═════ RECORD EXTRACTS ═════
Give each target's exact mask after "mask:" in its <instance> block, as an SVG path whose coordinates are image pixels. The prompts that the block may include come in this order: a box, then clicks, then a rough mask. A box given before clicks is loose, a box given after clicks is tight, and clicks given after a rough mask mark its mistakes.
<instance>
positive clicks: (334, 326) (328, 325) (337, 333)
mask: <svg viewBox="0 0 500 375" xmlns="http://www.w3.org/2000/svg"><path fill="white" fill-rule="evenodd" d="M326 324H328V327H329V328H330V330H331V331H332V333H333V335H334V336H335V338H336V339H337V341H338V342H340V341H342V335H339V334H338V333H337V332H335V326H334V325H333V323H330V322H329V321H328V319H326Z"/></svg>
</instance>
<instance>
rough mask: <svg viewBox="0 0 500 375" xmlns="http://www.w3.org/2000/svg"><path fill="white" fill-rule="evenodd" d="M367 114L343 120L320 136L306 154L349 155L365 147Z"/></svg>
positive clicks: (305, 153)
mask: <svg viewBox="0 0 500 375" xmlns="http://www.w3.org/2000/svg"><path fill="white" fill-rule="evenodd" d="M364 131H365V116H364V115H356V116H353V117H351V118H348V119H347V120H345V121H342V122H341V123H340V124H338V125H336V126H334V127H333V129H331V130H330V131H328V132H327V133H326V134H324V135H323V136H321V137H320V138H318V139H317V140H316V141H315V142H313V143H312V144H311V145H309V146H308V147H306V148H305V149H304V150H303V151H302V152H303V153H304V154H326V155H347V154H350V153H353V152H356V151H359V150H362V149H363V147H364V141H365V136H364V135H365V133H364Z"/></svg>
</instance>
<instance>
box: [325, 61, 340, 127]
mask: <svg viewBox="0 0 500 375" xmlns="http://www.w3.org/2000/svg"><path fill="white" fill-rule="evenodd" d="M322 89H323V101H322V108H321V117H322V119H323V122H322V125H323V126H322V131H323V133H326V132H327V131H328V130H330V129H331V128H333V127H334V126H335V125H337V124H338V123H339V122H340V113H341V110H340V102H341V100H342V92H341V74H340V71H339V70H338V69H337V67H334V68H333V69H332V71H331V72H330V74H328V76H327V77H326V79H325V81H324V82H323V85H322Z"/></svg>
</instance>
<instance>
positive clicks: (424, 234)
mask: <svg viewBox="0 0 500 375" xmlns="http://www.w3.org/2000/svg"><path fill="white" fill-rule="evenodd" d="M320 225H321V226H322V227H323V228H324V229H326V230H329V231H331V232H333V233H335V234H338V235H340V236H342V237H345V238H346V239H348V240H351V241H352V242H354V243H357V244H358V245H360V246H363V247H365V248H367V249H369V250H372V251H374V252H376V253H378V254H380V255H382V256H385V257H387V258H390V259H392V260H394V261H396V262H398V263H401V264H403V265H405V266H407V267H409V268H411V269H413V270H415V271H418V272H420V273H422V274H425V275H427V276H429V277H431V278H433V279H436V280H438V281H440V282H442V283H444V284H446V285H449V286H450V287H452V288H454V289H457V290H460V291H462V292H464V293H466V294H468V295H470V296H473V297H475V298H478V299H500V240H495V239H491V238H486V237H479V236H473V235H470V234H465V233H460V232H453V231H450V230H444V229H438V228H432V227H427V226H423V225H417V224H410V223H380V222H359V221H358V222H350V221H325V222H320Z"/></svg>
═════
Copy all of the entries above, switching every "positive clicks" to "foreground clicks" and leaving everything else unchanged.

FINISHED TASK:
Give each target's exact mask after "mask:" in its <instance> block, as an SVG path whose coordinates are image pixels. The prompts that the block may include come in this order: a box, then clicks, then a rough mask. A box given before clicks is loose, a box given after clicks is tight, and clicks given after a rough mask mark its mistakes.
<instance>
foreground clicks: (334, 326) (328, 325) (337, 333)
mask: <svg viewBox="0 0 500 375" xmlns="http://www.w3.org/2000/svg"><path fill="white" fill-rule="evenodd" d="M326 324H328V327H329V328H330V330H331V331H332V333H333V335H334V336H335V338H336V339H337V341H338V342H340V341H342V335H339V334H338V333H337V332H335V326H334V325H333V323H330V322H329V321H328V319H326Z"/></svg>
</instance>
<instance>
rough mask: <svg viewBox="0 0 500 375" xmlns="http://www.w3.org/2000/svg"><path fill="white" fill-rule="evenodd" d="M367 114L343 120L320 136L306 154L349 155L365 147Z"/></svg>
foreground clicks: (305, 153)
mask: <svg viewBox="0 0 500 375" xmlns="http://www.w3.org/2000/svg"><path fill="white" fill-rule="evenodd" d="M364 131H365V116H364V115H356V116H353V117H351V118H348V119H347V120H345V121H342V122H341V123H340V124H338V125H336V126H334V127H333V129H331V130H330V131H328V132H327V133H326V134H324V135H323V136H321V137H320V138H318V139H317V140H316V141H315V142H313V143H312V144H311V145H309V146H308V147H306V148H305V149H304V150H303V151H302V152H303V153H304V154H326V155H347V154H350V153H353V152H356V151H359V150H362V149H363V147H364V141H365V136H364V135H365V133H364Z"/></svg>
</instance>
<instance>
box: [325, 61, 340, 127]
mask: <svg viewBox="0 0 500 375" xmlns="http://www.w3.org/2000/svg"><path fill="white" fill-rule="evenodd" d="M322 89H323V101H322V108H321V117H322V119H323V122H322V125H323V126H322V131H323V133H326V132H327V131H328V130H330V129H331V128H333V127H334V126H335V125H337V124H338V123H339V122H340V113H341V110H340V102H341V100H342V92H341V74H340V71H339V70H338V69H337V67H334V68H333V69H332V71H331V72H330V74H328V76H327V77H326V79H325V81H324V82H323V85H322Z"/></svg>
</instance>
<instance>
foreground clicks: (424, 234)
mask: <svg viewBox="0 0 500 375" xmlns="http://www.w3.org/2000/svg"><path fill="white" fill-rule="evenodd" d="M320 225H321V226H322V227H323V228H324V229H326V230H329V231H331V232H333V233H335V234H338V235H340V236H342V237H345V238H346V239H348V240H351V241H352V242H354V243H357V244H358V245H360V246H363V247H365V248H367V249H369V250H372V251H374V252H376V253H378V254H380V255H382V256H385V257H387V258H390V259H392V260H394V261H396V262H398V263H401V264H403V265H405V266H407V267H409V268H411V269H413V270H415V271H418V272H420V273H422V274H425V275H427V276H429V277H431V278H433V279H436V280H438V281H440V282H442V283H444V284H446V285H449V286H450V287H452V288H454V289H457V290H460V291H462V292H464V293H466V294H468V295H470V296H473V297H475V298H478V299H500V240H495V239H491V238H486V237H479V236H473V235H470V234H465V233H460V232H453V231H450V230H444V229H438V228H432V227H427V226H423V225H417V224H410V223H380V222H359V221H358V222H350V221H325V222H320Z"/></svg>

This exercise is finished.